Request: Count the lines in the rows below that contain the word "muscles", treating uppercase and lowercase letters as different. Reply with the number alone.

Record set:
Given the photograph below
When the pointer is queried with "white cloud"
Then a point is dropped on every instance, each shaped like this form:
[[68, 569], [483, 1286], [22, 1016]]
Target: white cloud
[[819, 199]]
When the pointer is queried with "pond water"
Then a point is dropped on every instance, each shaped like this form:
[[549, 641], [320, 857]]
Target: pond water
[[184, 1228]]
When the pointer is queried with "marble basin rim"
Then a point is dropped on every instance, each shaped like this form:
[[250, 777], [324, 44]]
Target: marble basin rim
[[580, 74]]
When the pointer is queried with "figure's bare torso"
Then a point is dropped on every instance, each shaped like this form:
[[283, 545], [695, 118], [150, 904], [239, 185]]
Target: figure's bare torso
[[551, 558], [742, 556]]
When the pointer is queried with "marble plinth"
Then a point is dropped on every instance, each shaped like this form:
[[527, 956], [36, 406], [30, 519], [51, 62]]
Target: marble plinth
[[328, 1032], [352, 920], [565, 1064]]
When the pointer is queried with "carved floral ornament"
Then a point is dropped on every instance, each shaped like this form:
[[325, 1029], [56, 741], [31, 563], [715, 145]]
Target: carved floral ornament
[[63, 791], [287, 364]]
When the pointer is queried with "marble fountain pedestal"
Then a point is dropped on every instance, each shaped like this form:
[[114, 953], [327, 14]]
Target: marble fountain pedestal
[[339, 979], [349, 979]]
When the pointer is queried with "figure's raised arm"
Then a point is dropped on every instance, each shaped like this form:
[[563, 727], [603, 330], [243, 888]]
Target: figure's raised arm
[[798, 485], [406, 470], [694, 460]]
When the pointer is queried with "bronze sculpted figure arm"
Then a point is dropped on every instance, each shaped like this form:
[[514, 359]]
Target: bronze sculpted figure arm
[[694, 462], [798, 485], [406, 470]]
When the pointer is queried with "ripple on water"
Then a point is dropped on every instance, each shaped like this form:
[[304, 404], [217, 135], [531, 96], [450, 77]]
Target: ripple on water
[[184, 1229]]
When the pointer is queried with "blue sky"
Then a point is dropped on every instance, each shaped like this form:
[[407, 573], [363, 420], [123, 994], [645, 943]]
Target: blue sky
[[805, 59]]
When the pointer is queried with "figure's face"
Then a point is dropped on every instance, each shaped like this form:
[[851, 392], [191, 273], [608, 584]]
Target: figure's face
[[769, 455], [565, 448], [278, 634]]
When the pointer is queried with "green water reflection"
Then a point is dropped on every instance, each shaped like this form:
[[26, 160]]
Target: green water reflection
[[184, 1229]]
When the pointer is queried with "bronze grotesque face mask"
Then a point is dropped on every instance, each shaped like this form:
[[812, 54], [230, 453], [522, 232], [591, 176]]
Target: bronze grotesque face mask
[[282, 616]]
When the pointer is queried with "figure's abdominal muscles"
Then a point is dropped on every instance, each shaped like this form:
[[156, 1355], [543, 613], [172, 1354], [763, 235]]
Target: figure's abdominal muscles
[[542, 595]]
---
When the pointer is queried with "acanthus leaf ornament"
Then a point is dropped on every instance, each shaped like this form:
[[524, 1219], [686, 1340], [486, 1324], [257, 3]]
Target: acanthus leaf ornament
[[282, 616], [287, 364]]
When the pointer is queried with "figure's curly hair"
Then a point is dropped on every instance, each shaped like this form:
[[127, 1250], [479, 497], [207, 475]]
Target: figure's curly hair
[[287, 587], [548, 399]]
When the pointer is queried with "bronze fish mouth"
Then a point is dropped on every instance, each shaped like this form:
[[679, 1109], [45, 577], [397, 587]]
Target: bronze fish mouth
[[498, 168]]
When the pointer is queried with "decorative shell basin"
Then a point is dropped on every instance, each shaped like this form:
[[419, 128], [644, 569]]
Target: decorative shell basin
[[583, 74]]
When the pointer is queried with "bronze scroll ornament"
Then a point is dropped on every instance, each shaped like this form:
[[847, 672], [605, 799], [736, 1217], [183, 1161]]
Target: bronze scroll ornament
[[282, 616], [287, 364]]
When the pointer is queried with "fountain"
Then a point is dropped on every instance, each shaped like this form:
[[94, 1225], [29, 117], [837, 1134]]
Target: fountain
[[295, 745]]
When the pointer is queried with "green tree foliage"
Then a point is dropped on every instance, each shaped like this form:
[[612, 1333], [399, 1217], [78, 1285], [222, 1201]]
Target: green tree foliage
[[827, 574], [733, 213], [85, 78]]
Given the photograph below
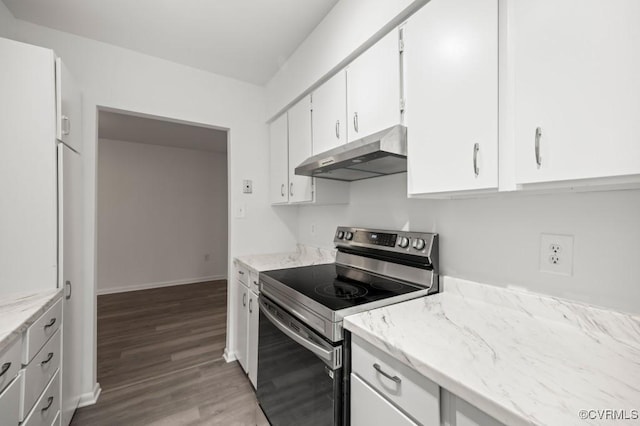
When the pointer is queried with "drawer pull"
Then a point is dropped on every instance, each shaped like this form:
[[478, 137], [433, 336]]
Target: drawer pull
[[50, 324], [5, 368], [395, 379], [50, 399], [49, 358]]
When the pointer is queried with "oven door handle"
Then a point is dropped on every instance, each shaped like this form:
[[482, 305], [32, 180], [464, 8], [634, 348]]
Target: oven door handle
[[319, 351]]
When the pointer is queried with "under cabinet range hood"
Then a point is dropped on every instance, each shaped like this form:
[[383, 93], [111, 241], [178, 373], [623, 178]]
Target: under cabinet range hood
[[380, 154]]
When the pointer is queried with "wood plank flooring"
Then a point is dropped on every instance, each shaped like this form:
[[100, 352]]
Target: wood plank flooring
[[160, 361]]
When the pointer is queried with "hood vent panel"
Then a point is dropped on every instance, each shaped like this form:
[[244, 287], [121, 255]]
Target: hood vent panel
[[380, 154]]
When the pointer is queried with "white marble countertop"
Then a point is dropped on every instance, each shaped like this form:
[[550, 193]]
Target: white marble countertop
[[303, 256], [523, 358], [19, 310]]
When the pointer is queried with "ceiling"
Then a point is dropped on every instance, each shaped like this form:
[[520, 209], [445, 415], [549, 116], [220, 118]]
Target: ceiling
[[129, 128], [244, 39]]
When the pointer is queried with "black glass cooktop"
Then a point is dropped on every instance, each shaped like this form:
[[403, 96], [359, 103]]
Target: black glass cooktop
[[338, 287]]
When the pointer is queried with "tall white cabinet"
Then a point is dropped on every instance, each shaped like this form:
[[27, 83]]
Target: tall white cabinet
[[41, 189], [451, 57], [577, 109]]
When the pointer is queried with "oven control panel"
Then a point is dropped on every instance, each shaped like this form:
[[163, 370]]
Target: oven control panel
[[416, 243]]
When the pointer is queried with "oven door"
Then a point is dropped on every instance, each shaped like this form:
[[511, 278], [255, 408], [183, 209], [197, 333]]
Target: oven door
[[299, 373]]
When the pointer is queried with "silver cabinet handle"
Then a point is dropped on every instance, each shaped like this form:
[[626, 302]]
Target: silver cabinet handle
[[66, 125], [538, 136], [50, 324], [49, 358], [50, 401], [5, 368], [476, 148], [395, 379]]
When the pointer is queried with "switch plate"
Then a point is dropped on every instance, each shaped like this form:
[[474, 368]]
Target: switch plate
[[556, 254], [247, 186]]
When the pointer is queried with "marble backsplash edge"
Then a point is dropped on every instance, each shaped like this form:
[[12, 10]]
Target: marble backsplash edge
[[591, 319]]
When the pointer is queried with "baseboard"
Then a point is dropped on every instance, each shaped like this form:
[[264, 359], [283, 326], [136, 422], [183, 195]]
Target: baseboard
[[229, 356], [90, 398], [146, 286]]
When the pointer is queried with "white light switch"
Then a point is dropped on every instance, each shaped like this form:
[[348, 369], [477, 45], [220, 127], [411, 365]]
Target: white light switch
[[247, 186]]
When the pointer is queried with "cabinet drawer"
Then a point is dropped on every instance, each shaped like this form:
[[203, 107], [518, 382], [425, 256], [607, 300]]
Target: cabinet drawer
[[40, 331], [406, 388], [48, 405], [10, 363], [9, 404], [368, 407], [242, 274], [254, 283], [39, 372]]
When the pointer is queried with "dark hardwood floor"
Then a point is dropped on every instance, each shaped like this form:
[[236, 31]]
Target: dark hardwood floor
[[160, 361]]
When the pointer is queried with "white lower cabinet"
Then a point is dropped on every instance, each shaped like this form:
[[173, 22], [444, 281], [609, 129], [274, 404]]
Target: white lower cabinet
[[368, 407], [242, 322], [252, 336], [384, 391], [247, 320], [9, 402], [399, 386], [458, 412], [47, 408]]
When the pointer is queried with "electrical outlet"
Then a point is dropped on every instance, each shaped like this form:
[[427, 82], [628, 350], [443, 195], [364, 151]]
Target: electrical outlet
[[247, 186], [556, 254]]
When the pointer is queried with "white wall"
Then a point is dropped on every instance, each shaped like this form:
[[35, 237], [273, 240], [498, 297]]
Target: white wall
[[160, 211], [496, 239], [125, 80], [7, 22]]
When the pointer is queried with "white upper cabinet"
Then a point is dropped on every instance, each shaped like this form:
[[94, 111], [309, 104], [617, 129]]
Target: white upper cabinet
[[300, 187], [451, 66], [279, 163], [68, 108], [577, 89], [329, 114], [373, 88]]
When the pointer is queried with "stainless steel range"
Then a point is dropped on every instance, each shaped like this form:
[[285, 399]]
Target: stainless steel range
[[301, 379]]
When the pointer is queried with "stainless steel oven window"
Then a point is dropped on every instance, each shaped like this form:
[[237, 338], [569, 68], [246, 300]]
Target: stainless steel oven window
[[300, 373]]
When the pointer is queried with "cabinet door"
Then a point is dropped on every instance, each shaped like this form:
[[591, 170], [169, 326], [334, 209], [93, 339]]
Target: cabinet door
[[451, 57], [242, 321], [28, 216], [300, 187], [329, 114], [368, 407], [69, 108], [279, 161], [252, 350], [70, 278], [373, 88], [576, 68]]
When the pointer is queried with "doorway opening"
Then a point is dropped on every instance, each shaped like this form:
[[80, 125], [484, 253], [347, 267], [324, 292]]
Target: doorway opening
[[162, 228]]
---
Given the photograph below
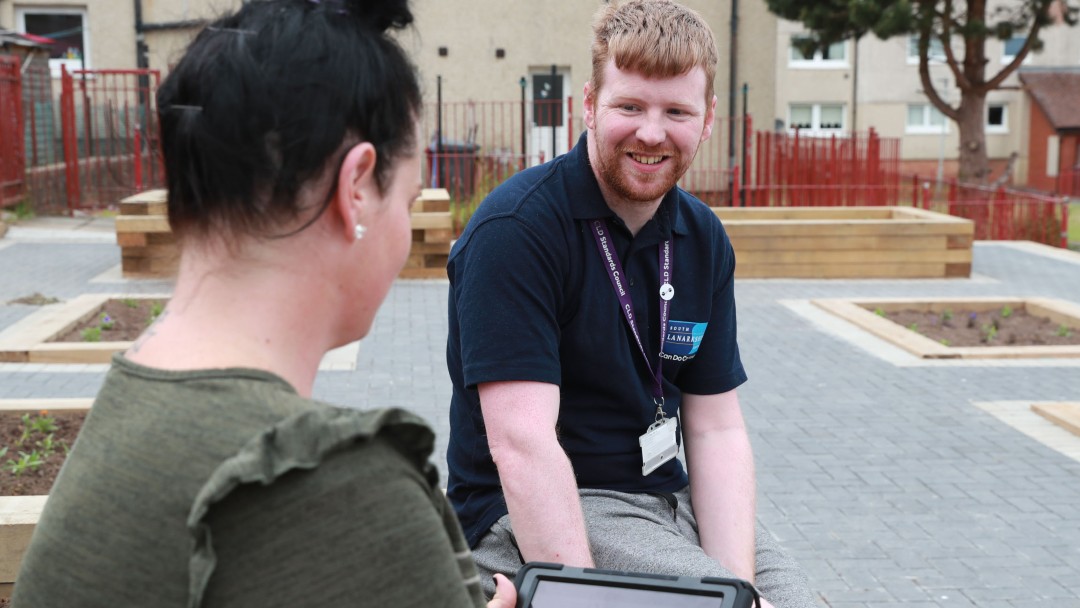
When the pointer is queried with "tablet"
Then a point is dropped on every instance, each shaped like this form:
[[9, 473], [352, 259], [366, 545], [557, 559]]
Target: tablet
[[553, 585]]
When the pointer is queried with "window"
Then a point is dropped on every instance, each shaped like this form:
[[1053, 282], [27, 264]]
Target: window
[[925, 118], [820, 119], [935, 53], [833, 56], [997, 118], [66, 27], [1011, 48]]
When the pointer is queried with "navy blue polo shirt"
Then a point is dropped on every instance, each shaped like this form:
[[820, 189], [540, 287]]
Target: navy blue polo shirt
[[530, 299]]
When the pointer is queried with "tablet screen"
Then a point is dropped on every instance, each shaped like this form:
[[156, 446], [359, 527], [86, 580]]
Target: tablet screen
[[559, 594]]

Solution to this problem: 2